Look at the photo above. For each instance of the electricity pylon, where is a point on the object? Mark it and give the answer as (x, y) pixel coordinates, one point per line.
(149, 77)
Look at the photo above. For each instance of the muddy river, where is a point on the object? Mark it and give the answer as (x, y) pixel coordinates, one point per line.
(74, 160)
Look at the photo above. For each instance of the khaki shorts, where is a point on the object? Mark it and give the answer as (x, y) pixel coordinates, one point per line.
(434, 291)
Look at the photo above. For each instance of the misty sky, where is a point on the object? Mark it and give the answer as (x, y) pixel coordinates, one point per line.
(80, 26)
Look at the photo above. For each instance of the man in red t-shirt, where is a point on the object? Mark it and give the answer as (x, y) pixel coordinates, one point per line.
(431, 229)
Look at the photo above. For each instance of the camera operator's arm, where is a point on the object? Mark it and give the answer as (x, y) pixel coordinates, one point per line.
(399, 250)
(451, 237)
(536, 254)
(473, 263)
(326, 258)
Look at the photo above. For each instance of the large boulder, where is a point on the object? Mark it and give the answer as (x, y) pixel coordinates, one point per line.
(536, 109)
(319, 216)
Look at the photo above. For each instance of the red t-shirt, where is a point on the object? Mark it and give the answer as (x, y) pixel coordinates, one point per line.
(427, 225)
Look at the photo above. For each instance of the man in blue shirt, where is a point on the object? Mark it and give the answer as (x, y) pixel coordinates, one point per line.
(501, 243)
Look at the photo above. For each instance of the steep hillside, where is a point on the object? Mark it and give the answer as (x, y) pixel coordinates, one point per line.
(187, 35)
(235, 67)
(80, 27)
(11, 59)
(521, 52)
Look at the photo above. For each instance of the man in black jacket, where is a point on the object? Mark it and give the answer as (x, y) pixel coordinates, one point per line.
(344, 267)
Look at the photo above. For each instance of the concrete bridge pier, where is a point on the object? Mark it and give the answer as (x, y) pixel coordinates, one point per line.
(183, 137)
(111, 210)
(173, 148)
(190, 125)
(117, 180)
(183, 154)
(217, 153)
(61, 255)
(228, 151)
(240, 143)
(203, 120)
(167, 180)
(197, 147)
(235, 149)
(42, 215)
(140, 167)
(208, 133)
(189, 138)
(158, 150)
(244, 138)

• [AIM]:
Reproduce each of the lines above verbatim, from first to last.

• [EXERCISE ANSWER]:
Look at the photo above. For each instance of the electricity pylon, where is a point on the object? Mark it and give the answer as (x, y) pixel coordinates, one point per line.
(149, 77)
Look at the photo above. For each instance of the muddy river, where is a point on the object? Mark it and give the answer as (x, y) pixel coordinates, one point per line.
(74, 160)
Look at the photo above. For each instance of the khaki shorts, where is a point on the object? Mark it and give the answer as (x, y) pixel coordinates, one point per line.
(434, 291)
Look at the photo above. For each instance of the misty sky, where is a point on the object? Mark it and give the answer as (x, y) pixel coordinates, one point per line.
(80, 26)
Look at the photo above. For each instance of the man in red t-shirt, where is a point on the object? Mark it and give the answer as (x, y) pixel coordinates, one point per line.
(431, 229)
Look at the photo above. For each instance of the camera operator's arm, where is a point on the object? Mark it and give the answer as (x, y) pixel coordinates, one point per line.
(399, 250)
(451, 237)
(536, 254)
(473, 263)
(326, 258)
Look at the photo above. For each instance of the large boulder, where is a point on the object? Mark it and give the answer as (x, y) pixel coordinates, one point per line.
(536, 109)
(319, 216)
Look at the photo above. For each instance of the red t-shirt, where is a point on the object? Mark it and give the answer as (x, y) pixel coordinates, one point per line.
(427, 225)
Look at the photo above. For each instance of the man in blue shirt, where is a point on the object? Mark it and give the answer as (x, y) pixel coordinates, one point per line.
(501, 243)
Look at the photo above. For each instance of the steep hillside, where is a point on the object? Mark it and give the answer as (x, y) pixel coordinates, one point per line.
(187, 35)
(235, 67)
(80, 27)
(11, 59)
(521, 52)
Look at the photo above. For each instance of the man in black jacket, where is a point on the object? Mark it and give the answer as (x, y) pixel coordinates, one point per line.
(344, 267)
Look at the photo above. For each instance of the concrete bridge pier, where is a point on the object? Mark it and give the answer as (x, y) pixel coordinates, one point per line.
(183, 137)
(111, 210)
(173, 148)
(190, 125)
(117, 180)
(183, 154)
(217, 153)
(61, 255)
(228, 151)
(240, 143)
(203, 120)
(167, 180)
(197, 147)
(235, 149)
(42, 215)
(140, 167)
(208, 133)
(189, 138)
(158, 150)
(244, 138)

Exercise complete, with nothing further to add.